### EXCERPTED TEXT:
====

For the shock problem, the (near-)periodic behaviour is the undulating motion of the shock, with aforementioned finer-scale features such as the supersonic jet exhibiting dynamics about this near-periodic behaviour (cf. figures 1e–h). For this problem, our choice of $\boldsymbol {\mathcal {F}}$ leverages an image filter: an edge-detection algorithm is used to define the upstream (downstream) region of the shock, labelling this region with value zero (unity). An unaltered schlieren image is shown in figure 3(a), with the filtered image using the edge-detection algorithm for that same image shown in figure 3(b). The filtered image is then integrated in space to yield a one-dimensional signal that varies in time, shown in figure 3(c). (The time instance shown in figures 3(a,b) is indicated by the red marker in figure 3(c).) This spatially integrated signal encodes the near-periodic portion of the dynamics, as its value changes as the shock moves within the domain. Similar to the flat plate problem, to indicate phase trajectories undergone by the integrated signal from figure 3(c), figure 3(e) depicts the integrated signal against its time derivative.

Figure 3.

(a) Schlieren image of shock oscillation over cone-cylinder body. (b) Filtered version of (a) to identify phase of near-periodic dynamics. (c) Spatially integrated value of the filtered image shown in (b) plotted against time, with the time instance of (a) marked in red. (d) Nearness of cycle start and end positions ($\epsilon$) and difference of cycle period to nominal period ($\delta$) for all cycles. Threshold values used to determine near-periodic cycles are shown as dashed lines. (e) Cycles plotted using a phase portrait with the value of plot (c) plotted against its time derivative. Cycles that are considered near-periodic using the thresholds of (d) are shown in green, while the representative cycle is shown in red.

====

### DATA SUPPLIED:
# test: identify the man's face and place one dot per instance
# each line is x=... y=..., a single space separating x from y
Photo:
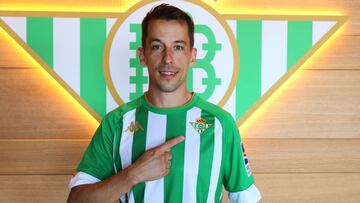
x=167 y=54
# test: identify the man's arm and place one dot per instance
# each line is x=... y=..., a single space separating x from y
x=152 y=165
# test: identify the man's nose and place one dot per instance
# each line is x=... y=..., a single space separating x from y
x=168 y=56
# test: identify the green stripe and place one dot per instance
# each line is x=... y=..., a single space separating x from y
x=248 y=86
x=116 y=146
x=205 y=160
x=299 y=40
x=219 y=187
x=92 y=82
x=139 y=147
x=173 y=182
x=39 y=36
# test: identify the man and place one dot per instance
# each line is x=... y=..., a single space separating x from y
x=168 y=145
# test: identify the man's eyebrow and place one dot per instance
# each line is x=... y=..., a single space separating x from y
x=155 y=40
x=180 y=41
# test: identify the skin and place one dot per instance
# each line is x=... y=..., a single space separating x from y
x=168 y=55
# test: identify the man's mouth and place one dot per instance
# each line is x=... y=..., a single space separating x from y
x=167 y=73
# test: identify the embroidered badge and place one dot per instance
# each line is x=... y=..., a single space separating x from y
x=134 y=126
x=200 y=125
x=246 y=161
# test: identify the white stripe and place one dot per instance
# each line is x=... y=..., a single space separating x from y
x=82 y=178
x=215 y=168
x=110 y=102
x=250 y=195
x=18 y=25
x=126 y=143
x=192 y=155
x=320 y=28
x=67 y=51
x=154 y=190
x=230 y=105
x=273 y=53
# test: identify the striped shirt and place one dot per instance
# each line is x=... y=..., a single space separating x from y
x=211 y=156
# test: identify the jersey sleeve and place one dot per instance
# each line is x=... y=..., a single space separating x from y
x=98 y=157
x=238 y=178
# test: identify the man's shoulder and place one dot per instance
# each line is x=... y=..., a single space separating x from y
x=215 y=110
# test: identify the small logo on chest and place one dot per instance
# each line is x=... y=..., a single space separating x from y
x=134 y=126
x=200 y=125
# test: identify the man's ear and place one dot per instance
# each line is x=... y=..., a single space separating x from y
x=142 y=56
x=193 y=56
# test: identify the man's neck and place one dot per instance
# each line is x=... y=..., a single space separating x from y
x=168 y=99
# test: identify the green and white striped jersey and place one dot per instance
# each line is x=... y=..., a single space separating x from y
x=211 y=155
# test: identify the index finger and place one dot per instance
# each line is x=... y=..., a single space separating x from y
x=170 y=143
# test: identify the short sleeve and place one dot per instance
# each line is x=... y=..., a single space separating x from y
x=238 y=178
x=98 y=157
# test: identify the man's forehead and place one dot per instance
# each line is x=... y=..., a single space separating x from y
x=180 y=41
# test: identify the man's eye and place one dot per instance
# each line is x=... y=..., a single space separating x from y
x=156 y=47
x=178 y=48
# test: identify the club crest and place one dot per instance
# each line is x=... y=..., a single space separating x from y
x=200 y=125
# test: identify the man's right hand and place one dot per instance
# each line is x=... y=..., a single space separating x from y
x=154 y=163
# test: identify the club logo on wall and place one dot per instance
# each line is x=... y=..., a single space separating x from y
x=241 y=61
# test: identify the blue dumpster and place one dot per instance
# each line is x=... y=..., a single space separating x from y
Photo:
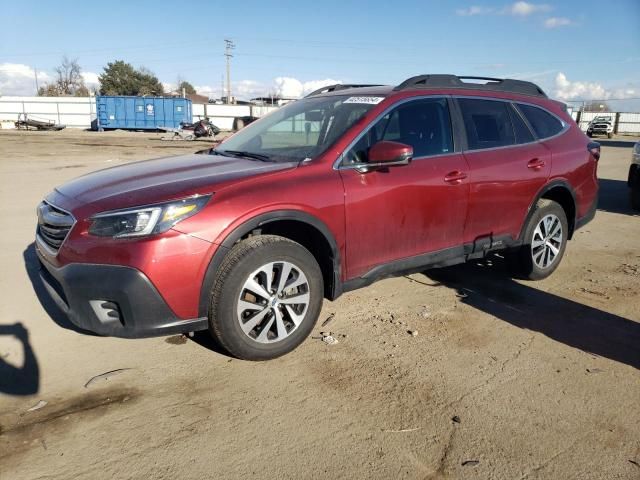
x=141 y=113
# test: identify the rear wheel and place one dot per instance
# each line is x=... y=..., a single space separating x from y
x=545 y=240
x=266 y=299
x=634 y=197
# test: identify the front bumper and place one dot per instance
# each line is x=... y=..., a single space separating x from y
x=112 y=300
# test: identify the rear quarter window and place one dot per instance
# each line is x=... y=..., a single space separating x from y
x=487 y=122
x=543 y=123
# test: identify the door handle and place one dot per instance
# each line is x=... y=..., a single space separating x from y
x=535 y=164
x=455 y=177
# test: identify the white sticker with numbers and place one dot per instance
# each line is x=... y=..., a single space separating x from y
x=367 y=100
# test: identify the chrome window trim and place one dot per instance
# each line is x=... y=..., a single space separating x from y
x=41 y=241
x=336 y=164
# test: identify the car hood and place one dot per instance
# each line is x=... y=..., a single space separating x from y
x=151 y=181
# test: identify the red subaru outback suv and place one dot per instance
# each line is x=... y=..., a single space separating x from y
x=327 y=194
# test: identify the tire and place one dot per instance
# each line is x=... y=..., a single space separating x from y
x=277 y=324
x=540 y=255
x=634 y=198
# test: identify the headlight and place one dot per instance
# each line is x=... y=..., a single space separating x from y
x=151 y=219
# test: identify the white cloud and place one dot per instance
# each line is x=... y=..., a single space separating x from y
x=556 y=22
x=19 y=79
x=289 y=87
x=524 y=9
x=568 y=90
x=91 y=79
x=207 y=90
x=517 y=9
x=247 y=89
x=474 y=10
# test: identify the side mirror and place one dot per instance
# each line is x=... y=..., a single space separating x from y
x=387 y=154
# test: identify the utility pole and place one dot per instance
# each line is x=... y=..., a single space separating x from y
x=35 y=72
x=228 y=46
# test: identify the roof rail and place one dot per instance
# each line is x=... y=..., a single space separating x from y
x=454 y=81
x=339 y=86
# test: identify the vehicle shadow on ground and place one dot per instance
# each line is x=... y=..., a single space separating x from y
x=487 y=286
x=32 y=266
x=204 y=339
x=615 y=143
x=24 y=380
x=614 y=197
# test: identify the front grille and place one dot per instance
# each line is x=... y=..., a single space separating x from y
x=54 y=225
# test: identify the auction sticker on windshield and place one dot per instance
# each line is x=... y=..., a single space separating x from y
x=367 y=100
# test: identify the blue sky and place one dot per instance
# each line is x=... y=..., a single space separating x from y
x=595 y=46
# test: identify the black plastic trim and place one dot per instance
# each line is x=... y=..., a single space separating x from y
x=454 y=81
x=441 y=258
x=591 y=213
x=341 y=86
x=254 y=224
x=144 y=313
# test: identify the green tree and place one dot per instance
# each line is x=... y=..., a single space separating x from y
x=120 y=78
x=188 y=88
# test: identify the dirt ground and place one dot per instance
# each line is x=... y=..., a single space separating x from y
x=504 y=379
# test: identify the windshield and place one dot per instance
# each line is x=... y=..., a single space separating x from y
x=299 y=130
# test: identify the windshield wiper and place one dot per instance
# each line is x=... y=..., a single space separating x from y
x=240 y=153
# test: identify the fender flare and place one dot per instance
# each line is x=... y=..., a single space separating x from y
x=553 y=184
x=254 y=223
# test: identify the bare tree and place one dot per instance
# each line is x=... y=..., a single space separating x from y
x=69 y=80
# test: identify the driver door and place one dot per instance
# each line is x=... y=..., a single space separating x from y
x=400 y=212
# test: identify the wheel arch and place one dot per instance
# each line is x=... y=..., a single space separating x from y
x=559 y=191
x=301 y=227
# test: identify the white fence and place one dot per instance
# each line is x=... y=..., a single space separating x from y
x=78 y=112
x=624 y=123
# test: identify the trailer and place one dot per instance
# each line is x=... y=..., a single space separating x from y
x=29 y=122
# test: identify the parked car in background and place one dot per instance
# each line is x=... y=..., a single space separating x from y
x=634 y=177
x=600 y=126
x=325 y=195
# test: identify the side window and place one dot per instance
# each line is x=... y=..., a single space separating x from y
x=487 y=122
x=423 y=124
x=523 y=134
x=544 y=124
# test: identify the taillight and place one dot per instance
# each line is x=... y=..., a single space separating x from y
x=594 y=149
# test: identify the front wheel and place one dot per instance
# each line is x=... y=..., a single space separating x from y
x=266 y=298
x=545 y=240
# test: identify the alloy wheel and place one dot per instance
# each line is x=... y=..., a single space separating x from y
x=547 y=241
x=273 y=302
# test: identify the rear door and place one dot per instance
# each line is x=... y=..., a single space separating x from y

====

### AIM OF THE TASK:
Reproduce the text on the shock oscillation figure in full, word for word. The records have nothing to do with what comes next.

### CORRECT RESULT:
For the shock problem, the (near-)periodic behaviour is the undulating motion of the shock, with aforementioned finer-scale features such as the supersonic jet exhibiting dynamics about this near-periodic behaviour (cf. figures 1e–h). For this problem, our choice of $\boldsymbol {\mathcal {F}}$ leverages an image filter: an edge-detection algorithm is used to define the upstream (downstream) region of the shock, labelling this region with value zero (unity). An unaltered schlieren image is shown in figure 3(a), with the filtered image using the edge-detection algorithm for that same image shown in figure 3(b). The filtered image is then integrated in space to yield a one-dimensional signal that varies in time, shown in figure 3(c). (The time instance shown in figures 3(a,b) is indicated by the red marker in figure 3(c).) This spatially integrated signal encodes the near-periodic portion of the dynamics, as its value changes as the shock moves within the domain. Similar to the flat plate problem, to indicate phase trajectories undergone by the integrated signal from figure 3(c), figure 3(e) depicts the integrated signal against its time derivative.

Figure 3.

(a) Schlieren image of shock oscillation over cone-cylinder body. (b) Filtered version of (a) to identify phase of near-periodic dynamics. (c) Spatially integrated value of the filtered image shown in (b) plotted against time, with the time instance of (a) marked in red. (d) Nearness of cycle start and end positions ($\epsilon$) and difference of cycle period to nominal period ($\delta$) for all cycles. Threshold values used to determine near-periodic cycles are shown as dashed lines. (e) Cycles plotted using a phase portrait with the value of plot (c) plotted against its time derivative. Cycles that are considered near-periodic using the thresholds of (d) are shown in green, while the representative cycle is shown in red.